| CHALLENGE |
Present the lines below, from the line with "Target: parked red car" up to and including the line with "pixel 956 552", as a Markdown table with the columns Number and Line Text, numbering each line and leaving out blank lines.

| DATA RECORDS |
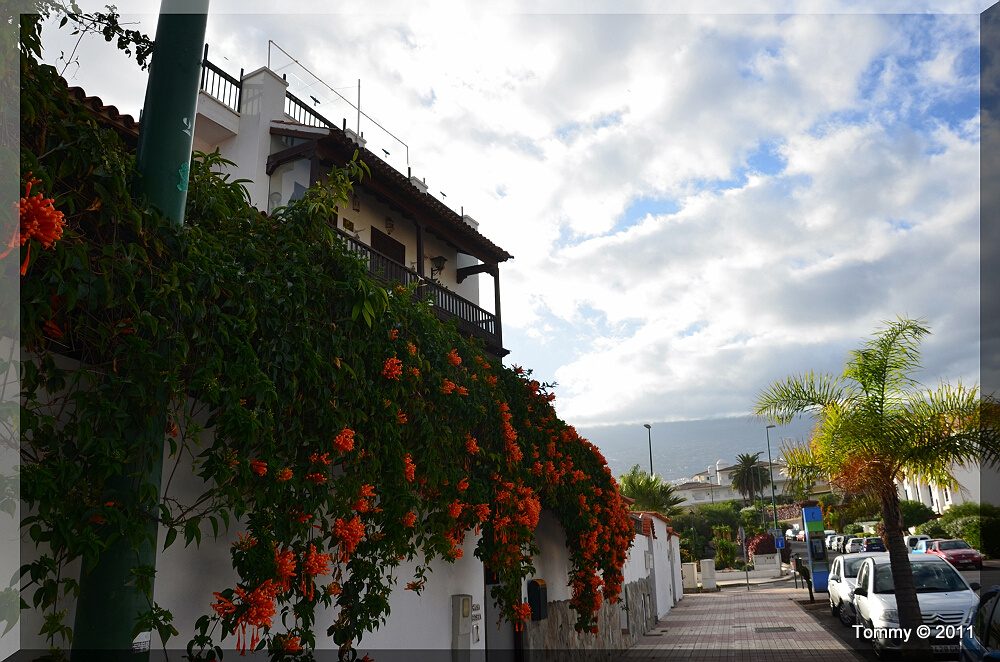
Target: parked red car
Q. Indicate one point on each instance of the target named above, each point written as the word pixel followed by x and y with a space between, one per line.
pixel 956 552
* * *
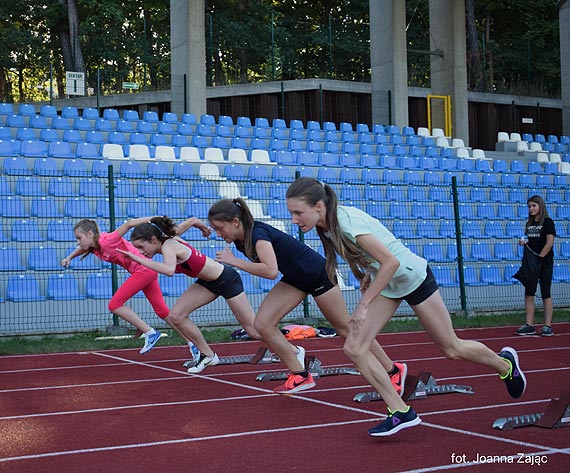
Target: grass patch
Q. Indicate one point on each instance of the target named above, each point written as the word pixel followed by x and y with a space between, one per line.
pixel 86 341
---
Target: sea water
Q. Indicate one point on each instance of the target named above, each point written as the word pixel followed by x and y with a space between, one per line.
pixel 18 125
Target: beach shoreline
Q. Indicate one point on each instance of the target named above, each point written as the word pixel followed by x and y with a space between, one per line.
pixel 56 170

| IN RESPONSE |
| Number | Line Text |
|---|---|
| 1 | Target: parked red car |
| 2 | Q. Indicate one point on each instance of the target named above, each point written as the word pixel followed by x and y with a space between, one per line. |
| 3 | pixel 956 552 |